STATED TASK A
Reproduce the part of the restaurateurs' interview between "What has this" and "since you opened?", inclusive, renaming "headquarters" to "head office".

SELECTED PASSAGE
──────────

Coterie-Room-01.jpgTough (l), McCracken (r) [Photo: S. Pratt / ESEA]

Four-and-a-half years ago, friends Dana Tough and Brian McCracken stopped working for other people, joined forces, and opened Spur—Seattle's answer to a sexy saloon-esque gastropub. They've been busy ever since. Throw in a Capitol Hill bar (Tavern Law), another Belltown restaurant (The Coterie Room) and a fourth venture on the way (The Old Sage), and you have two young guys who have hit their stride with a keen ability to know just when and where to tweak their business plan in order to continue thriving. Their newest restaurant, The Coterie Room, celebrated its first anniversary in September. How are the guys doing One Year In?

How has your life changed this past year?

DT: Work has become a little more difficult. There's a lot more people to manage. It's definitely a jump from two to three [businesses]; it feels like three-and-a-half businesses.
BM: The work life is what's changed a lot. We're in a transition period where we're trying to get to a point of having a company that is running all of our restaurants rather than individual places that we run ourselves. We're in that growth period where we're going to have some corporate employees once we get the fourth [business] up. It's going to make our jobs a little bit easier. We'll wear less hats.

What has this place done for your social life?

DT: I think we both have time to go out and do things. I've found more recently that I like to spend quality time at home a little bit more. Like Brian said, we are focusing on forming McCracken-Tough headquarters, so to speak, where it'll be easier to get all of the key players together every day. We've acted as directors of operation for the last four years, and we want to put that responsible on a couple of other people so that we can grow and focus on staying relevant, which is a full-time job.

What's changed in The Coterie Room since you opened?

DT: Recently, we changed the menu. We pared it down a little bit. When we opened up, I think we tried to cater to too many people, which resulted in a slightly oversized menu, which has proved to be successful at our other places. So, we decided to dumb the menu down a little bit and also offer a very affordable three-course tasting menu, which people aren't intimidated by.

──────────

Lines of data:
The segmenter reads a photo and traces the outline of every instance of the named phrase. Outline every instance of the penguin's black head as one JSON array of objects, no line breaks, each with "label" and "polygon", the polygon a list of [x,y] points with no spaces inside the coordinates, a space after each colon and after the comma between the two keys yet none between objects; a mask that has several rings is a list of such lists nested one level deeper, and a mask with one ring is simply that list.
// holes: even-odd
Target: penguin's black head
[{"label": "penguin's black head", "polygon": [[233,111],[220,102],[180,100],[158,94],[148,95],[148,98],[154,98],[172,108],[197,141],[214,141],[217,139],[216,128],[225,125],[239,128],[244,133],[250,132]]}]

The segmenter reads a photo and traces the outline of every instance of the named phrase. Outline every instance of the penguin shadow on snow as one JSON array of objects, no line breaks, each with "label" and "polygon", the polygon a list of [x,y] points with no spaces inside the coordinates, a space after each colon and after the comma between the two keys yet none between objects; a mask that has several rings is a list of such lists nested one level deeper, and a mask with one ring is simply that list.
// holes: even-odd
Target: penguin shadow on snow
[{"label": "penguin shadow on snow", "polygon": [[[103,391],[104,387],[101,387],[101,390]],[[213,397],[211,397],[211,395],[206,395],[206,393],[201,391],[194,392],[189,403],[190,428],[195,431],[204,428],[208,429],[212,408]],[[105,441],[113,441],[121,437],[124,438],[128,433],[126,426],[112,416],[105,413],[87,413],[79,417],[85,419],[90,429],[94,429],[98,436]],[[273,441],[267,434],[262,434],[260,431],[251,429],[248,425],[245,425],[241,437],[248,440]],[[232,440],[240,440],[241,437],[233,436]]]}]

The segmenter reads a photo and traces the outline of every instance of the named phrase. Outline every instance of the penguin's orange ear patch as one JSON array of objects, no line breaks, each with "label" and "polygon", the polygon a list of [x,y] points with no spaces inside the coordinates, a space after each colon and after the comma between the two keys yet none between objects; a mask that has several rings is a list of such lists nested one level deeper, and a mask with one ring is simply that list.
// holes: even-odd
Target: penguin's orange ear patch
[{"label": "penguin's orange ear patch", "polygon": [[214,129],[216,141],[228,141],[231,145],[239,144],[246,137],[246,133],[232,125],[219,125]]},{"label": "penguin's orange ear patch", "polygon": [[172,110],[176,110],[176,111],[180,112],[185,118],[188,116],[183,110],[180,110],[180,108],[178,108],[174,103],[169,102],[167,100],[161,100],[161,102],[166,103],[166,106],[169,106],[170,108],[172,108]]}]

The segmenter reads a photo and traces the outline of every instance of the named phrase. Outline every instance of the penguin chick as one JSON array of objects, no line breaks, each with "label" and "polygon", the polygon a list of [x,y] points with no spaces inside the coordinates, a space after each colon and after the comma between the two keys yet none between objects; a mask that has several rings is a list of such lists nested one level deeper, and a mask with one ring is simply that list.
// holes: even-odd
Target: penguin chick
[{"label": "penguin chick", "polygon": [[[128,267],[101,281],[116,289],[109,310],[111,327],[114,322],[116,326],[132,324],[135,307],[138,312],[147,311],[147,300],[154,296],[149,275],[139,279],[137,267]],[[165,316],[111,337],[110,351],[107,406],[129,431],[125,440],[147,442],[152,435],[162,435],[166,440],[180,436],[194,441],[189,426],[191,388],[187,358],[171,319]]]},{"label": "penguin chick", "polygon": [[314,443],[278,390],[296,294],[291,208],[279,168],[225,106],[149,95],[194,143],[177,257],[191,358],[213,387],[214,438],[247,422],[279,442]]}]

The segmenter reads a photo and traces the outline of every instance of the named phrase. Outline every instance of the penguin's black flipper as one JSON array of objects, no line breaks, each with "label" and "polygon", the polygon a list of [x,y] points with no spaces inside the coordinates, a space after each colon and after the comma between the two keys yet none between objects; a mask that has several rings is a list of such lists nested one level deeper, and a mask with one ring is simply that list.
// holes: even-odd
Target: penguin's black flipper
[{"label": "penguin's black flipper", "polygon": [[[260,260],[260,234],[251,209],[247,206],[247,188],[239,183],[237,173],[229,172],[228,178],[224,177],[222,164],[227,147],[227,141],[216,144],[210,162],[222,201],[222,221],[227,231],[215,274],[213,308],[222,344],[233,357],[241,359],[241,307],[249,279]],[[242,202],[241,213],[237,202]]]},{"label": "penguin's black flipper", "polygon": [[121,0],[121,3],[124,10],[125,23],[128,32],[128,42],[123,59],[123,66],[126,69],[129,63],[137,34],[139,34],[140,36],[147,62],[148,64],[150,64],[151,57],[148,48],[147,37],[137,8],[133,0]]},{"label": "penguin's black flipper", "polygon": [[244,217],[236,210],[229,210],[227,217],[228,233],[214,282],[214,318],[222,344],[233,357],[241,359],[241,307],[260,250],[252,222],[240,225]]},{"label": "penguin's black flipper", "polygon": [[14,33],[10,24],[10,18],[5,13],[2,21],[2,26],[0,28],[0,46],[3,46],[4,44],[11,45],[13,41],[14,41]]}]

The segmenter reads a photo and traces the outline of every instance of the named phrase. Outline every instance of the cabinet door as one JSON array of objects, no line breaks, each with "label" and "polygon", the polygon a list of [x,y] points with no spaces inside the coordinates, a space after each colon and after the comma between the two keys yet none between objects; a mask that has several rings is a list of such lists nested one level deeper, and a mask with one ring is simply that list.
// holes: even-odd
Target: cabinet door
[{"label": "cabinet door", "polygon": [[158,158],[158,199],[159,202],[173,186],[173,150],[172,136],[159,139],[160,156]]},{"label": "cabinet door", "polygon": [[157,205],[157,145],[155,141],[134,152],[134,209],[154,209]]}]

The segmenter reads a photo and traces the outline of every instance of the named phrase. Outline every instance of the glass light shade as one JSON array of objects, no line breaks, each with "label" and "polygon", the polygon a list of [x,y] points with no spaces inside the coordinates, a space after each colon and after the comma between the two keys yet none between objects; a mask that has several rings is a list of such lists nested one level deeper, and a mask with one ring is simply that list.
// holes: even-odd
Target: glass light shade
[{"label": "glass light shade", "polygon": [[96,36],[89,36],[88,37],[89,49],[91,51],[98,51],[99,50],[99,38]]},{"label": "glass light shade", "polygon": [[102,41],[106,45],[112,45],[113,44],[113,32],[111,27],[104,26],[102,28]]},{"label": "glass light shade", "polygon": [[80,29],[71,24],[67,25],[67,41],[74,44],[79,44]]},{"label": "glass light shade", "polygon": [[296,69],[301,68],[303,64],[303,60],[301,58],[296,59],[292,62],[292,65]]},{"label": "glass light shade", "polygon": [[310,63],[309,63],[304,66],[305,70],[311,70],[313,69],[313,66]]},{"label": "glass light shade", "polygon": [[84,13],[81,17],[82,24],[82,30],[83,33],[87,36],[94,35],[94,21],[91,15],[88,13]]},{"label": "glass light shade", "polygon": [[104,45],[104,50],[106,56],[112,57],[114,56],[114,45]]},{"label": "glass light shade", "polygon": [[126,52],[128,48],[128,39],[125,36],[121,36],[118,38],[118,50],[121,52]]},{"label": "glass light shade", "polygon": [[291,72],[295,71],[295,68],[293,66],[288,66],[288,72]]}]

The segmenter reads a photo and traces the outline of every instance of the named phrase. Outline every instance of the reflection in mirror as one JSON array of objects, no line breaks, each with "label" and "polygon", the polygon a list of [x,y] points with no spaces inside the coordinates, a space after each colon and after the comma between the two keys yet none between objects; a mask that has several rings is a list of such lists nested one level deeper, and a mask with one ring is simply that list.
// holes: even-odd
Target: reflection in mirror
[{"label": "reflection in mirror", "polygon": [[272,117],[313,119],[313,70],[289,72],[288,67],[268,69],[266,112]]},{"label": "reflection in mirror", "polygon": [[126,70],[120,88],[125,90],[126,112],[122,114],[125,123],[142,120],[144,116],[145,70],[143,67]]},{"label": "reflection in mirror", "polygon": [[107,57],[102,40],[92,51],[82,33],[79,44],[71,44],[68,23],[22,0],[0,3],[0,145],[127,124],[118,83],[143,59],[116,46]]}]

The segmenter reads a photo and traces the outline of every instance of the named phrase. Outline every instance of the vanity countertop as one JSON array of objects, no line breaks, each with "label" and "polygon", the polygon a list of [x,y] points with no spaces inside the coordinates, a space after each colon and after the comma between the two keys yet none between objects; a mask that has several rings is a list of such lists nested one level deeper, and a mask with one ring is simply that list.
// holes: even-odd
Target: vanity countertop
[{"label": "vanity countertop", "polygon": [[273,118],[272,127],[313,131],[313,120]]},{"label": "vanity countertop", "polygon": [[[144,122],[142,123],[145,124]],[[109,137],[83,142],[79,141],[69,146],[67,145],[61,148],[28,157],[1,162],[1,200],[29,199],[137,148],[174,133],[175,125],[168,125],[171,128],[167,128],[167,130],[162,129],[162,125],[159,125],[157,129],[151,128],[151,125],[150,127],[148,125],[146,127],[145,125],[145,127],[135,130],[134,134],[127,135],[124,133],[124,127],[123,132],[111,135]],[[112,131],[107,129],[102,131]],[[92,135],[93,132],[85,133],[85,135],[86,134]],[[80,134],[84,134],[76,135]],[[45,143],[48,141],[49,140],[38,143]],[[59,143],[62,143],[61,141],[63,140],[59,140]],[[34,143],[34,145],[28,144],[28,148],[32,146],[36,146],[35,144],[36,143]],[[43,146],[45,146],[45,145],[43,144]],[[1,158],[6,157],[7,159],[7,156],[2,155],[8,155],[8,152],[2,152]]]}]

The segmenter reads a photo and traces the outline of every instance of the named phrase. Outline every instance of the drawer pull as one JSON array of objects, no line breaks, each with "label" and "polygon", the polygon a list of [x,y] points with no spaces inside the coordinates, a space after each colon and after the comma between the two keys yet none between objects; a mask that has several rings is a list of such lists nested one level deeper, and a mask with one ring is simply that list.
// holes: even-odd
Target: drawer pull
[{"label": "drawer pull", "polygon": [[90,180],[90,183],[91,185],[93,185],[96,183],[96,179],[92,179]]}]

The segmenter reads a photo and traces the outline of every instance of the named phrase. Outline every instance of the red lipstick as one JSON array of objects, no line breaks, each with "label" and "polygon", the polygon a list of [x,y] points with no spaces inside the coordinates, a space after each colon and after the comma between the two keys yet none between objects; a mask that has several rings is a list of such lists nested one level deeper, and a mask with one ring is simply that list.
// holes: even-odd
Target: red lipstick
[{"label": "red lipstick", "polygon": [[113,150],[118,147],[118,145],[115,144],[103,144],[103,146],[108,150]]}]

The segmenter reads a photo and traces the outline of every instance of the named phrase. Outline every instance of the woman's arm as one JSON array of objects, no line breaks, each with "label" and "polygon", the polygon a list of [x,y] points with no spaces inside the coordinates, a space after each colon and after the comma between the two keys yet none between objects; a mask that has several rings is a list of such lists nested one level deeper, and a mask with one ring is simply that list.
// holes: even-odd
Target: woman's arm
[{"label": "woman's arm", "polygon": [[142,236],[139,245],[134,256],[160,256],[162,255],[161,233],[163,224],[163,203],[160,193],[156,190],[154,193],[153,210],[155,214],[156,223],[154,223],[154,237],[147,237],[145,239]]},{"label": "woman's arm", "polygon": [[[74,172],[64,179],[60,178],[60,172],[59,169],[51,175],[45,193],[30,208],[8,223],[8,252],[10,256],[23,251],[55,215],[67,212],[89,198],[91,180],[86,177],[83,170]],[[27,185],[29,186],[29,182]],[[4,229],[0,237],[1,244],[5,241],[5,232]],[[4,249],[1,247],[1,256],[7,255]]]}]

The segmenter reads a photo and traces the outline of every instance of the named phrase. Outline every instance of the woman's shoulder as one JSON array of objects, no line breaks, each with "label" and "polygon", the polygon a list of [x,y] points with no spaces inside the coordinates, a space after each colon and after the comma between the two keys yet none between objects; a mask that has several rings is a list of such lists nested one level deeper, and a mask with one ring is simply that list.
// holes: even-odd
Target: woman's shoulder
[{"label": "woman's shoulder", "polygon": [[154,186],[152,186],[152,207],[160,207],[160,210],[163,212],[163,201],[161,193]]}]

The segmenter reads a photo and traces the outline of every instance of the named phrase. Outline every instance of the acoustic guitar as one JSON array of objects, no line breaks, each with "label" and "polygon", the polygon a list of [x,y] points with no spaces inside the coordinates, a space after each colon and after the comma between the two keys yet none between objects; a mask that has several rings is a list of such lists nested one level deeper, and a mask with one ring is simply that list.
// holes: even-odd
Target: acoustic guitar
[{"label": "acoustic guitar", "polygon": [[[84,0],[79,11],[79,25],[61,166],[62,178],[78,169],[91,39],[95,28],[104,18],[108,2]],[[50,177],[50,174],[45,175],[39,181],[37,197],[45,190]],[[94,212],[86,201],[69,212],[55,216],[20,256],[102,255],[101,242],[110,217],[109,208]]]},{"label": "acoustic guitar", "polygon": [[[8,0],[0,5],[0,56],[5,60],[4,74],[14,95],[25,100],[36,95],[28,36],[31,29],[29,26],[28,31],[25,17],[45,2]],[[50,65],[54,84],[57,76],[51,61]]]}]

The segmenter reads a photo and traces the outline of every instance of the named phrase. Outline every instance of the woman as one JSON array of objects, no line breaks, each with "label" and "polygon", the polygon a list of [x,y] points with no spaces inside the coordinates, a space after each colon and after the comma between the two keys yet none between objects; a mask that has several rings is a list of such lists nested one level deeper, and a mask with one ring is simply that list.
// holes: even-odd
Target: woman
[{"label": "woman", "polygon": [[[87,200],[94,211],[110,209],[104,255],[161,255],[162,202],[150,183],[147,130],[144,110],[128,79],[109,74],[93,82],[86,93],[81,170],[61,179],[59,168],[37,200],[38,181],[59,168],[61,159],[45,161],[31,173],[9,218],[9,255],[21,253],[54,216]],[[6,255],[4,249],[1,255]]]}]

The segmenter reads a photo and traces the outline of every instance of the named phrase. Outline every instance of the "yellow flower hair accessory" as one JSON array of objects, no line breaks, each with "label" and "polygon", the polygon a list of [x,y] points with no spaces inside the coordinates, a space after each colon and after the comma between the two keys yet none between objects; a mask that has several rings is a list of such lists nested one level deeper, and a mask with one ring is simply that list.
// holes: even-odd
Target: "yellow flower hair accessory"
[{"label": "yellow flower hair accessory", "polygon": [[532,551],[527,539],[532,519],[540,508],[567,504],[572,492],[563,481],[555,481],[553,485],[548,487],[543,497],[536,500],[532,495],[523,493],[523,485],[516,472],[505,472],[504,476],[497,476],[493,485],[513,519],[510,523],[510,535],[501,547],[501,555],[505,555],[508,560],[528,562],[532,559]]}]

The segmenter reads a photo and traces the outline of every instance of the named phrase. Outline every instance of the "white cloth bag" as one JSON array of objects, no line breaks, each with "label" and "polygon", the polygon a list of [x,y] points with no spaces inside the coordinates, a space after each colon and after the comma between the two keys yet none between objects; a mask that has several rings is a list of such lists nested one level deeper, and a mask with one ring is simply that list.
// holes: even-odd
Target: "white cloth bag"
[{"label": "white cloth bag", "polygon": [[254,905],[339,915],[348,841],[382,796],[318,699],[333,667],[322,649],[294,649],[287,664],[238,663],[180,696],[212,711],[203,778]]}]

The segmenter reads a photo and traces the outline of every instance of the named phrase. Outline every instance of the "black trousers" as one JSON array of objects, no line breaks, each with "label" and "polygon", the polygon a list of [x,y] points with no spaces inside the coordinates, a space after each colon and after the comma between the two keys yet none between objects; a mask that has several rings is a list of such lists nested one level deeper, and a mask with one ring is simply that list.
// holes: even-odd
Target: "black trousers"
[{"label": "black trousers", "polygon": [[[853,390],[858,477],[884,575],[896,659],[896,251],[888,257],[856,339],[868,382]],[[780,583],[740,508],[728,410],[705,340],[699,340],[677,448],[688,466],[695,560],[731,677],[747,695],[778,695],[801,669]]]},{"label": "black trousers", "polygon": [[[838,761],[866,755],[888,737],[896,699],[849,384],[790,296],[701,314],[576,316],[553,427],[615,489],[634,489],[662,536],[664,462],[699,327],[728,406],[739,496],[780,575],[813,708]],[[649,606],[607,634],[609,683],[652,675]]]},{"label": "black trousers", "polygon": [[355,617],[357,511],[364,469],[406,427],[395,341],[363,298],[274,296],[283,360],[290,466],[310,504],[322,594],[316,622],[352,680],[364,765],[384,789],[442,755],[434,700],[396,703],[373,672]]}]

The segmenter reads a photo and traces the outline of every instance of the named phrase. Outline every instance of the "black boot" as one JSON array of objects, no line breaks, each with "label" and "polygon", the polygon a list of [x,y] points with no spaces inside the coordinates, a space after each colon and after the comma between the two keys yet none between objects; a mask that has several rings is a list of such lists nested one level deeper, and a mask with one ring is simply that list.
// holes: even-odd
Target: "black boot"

──────────

STATED TASK B
Gather each line of the listing that contains the string "boot".

CORRECT RESULT A
What has this place done for your social life?

DT: I think we both have time to go out and do things. I've found more recently that I like to spend quality time at home a little bit more. Like Brian said, we are focusing on forming McCracken-Tough head office, so to speak, where it'll be easier to get all of the key players together every day. We've acted as directors of operation for the last four years, and we want to put that responsible on a couple of other people so that we can grow and focus on staying relevant, which is a full-time job.

What's changed in The Coterie Room since you opened?

CORRECT RESULT B
The segmenter reads a photo and traces the outline of every instance of the named phrase. Outline every instance of the "black boot" as one JSON array of objects, no line breaks, each with "label" and "polygon", the polygon a list of [x,y] points with no spaces inside the coordinates, a space after each colon and after the comma between the two keys yet none between objects; a mask that has several rings is a list of such lists nested one level deeper, and a mask with one ring is simply that list.
Target: "black boot"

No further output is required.